- What you have to do: Only lines containing the string "grass" belong in the answer; copy all of them from the entries.

- Data for review:

---+---

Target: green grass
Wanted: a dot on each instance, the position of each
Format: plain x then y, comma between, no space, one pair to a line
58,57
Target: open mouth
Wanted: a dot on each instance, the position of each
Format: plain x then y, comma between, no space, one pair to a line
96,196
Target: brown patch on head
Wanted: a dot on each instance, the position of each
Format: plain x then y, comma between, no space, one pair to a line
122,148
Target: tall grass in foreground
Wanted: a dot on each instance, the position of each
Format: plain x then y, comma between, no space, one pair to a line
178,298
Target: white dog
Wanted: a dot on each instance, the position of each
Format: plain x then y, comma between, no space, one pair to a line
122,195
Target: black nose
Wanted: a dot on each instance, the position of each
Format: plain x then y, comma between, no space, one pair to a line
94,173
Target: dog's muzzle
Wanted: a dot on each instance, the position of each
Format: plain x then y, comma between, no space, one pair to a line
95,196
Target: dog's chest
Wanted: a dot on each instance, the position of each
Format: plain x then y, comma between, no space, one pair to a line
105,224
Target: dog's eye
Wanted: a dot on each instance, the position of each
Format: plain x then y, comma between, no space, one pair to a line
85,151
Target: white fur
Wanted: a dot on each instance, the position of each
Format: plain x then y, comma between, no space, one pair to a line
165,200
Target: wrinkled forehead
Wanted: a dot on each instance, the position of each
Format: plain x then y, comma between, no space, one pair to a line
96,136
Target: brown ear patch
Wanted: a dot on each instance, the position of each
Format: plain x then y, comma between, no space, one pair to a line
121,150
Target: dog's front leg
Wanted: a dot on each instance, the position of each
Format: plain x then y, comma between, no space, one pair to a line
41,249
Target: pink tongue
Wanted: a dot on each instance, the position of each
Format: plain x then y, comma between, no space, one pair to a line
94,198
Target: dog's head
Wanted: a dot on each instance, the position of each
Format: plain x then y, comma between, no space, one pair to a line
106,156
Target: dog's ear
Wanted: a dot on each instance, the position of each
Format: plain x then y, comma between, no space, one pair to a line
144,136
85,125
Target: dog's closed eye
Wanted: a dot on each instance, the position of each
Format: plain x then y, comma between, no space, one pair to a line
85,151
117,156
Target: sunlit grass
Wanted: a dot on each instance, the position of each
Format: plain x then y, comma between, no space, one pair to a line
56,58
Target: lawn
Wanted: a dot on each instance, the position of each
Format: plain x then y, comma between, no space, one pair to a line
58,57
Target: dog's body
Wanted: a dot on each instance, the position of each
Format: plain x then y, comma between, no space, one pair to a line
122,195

---+---

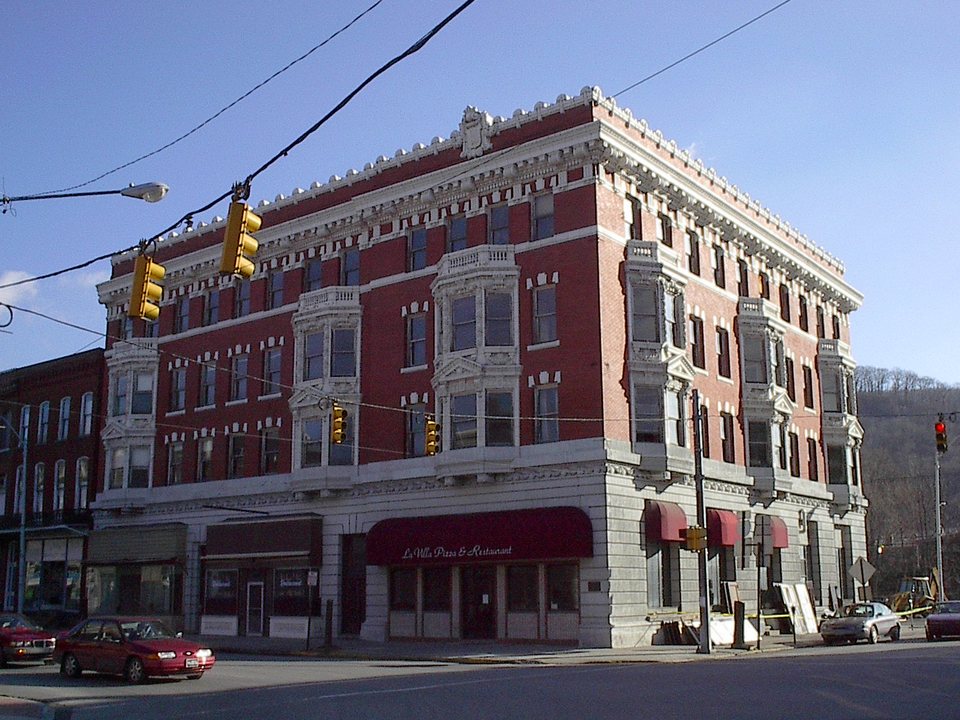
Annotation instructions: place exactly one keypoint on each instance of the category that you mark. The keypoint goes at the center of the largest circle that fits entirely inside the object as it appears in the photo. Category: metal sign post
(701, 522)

---+---

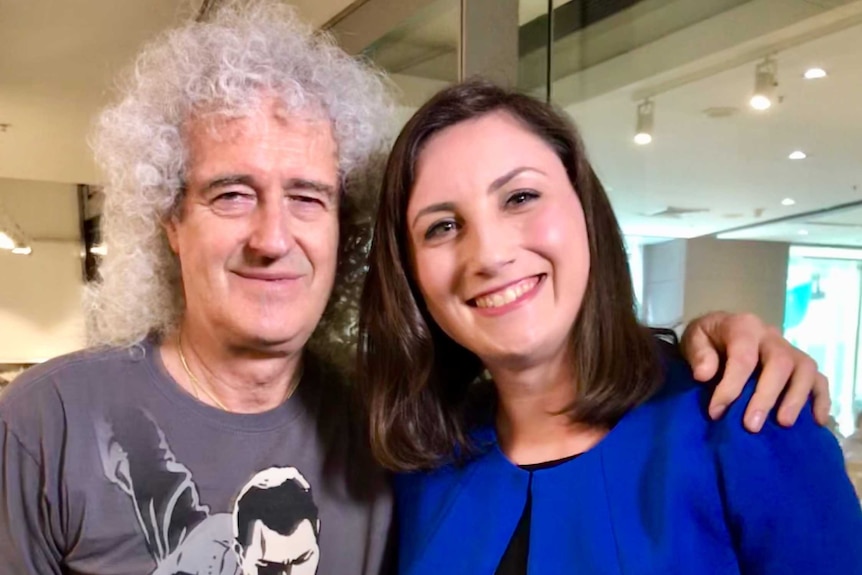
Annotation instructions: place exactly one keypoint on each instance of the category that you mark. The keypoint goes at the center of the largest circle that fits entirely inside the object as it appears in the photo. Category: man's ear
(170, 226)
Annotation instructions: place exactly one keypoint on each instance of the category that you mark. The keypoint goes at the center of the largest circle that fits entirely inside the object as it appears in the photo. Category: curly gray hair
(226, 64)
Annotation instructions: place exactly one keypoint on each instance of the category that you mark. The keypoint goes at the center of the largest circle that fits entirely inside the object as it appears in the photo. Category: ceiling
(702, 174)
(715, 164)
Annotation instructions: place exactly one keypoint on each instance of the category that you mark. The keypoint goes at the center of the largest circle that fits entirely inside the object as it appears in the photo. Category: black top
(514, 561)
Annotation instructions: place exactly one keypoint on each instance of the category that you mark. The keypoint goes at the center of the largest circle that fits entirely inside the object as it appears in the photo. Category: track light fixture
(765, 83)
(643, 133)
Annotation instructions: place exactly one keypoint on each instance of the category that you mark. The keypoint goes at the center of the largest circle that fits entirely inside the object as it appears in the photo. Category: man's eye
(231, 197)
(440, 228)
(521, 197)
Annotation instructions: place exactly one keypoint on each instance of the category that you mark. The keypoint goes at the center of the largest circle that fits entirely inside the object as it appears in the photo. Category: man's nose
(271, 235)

---+---

- Answer to the exercise:
Target: green grass
Target: tall grass in foreground
Target: sunlit grass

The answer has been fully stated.